◆ EXERCISE ◆
From the listing below, output only the lines starting at the line that has "In this exercise you will mark every instance of the overcast" and ending at the line that has "In this exercise you will mark every instance of the lamp", exactly as they appear, ends included.

^^^^^^^^^^^^^^^^

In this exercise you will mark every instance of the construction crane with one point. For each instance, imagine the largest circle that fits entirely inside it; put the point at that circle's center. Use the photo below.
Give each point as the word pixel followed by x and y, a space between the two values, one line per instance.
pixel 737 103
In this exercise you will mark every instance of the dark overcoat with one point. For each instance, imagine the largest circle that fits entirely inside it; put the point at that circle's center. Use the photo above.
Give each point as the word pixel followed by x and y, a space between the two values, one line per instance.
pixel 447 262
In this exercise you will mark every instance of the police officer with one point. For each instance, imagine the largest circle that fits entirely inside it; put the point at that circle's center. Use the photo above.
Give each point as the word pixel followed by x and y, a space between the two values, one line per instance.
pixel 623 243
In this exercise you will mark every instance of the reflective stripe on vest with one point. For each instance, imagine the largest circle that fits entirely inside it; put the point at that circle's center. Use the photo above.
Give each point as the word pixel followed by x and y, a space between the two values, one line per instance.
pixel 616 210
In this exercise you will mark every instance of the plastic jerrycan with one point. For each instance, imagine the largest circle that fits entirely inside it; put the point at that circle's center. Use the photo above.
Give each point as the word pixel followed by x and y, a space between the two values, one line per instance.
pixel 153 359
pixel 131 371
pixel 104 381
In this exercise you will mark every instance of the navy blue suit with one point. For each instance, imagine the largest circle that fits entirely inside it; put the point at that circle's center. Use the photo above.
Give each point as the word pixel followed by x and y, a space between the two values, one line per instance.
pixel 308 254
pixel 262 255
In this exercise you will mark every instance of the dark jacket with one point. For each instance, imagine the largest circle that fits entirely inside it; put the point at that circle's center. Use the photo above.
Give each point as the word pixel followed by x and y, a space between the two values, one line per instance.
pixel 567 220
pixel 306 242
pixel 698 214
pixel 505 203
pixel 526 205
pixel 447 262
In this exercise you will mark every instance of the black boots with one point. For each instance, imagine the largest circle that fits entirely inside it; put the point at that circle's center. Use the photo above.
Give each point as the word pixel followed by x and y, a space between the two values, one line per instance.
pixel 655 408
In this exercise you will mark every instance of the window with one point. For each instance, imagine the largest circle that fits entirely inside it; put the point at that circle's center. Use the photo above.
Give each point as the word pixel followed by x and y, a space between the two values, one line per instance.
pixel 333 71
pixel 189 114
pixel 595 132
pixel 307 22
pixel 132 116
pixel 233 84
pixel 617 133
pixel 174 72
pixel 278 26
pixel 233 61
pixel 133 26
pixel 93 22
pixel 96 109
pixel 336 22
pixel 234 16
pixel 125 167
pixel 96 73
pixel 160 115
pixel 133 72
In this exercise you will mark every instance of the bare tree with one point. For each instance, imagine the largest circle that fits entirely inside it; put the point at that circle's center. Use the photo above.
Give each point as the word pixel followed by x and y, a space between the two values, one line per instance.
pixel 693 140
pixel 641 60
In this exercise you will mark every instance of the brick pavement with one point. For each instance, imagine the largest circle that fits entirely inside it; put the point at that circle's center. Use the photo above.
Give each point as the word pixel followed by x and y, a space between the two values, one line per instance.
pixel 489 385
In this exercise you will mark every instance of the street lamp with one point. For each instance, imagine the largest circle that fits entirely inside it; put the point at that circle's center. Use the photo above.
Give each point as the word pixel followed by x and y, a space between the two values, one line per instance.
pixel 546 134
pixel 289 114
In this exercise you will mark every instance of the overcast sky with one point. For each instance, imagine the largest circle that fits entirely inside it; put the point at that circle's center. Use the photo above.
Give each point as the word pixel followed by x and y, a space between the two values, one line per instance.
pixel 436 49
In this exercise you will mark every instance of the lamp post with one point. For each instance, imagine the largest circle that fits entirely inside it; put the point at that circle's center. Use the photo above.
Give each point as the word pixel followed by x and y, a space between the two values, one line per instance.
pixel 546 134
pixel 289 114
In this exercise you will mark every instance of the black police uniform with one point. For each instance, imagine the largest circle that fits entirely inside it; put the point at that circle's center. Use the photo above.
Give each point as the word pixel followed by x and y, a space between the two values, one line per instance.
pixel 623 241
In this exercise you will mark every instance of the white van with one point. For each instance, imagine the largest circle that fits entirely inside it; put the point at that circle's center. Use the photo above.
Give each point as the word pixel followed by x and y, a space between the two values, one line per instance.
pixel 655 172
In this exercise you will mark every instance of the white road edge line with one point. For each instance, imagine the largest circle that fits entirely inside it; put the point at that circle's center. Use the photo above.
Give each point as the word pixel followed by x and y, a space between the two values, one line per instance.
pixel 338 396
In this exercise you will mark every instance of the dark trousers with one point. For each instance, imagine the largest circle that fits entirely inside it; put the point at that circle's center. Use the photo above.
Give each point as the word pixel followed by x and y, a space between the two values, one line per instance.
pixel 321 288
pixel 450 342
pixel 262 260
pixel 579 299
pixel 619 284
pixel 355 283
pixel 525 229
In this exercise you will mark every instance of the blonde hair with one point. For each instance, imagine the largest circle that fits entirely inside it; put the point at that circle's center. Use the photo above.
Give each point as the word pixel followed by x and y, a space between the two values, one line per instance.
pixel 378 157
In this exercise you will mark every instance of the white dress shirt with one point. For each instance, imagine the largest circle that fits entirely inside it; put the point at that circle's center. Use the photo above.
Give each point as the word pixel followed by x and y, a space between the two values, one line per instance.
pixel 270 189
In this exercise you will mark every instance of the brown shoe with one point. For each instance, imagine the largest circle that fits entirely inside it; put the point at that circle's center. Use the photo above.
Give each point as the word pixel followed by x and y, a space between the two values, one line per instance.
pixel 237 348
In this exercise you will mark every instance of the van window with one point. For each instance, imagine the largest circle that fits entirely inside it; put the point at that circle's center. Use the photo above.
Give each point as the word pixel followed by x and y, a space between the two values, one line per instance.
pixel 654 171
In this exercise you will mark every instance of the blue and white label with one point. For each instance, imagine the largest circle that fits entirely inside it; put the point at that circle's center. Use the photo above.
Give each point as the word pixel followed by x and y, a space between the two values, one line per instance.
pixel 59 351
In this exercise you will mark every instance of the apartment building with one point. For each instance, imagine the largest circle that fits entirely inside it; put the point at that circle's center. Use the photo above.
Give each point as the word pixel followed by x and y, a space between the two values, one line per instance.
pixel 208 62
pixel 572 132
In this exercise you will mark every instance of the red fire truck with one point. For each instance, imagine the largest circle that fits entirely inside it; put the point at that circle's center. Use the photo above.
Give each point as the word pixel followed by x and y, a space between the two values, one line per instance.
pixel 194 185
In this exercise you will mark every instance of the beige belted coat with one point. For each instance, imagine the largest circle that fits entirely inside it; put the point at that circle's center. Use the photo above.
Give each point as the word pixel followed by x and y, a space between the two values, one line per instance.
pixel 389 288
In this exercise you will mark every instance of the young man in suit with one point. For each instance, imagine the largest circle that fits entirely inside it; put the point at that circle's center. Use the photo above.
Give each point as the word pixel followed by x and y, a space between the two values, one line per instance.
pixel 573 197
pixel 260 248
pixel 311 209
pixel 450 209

^^^^^^^^^^^^^^^^

◆ SOLUTION TO THIS PROBLEM ◆
In this exercise you will mark every instance of the overcast sky with one point. For each instance, imagine the largest circle that fits entirely inside it; put the point at that circle's center. Use the photo above.
Give each point as the word pixel followed by x and y, a space between the two values, one line per instance.
pixel 436 49
In this exercise you will mark every instance of the lamp post with one point. For each instance, imagine the largest circle that fits entirely inside it; put the point at that circle's center. Use the photo above.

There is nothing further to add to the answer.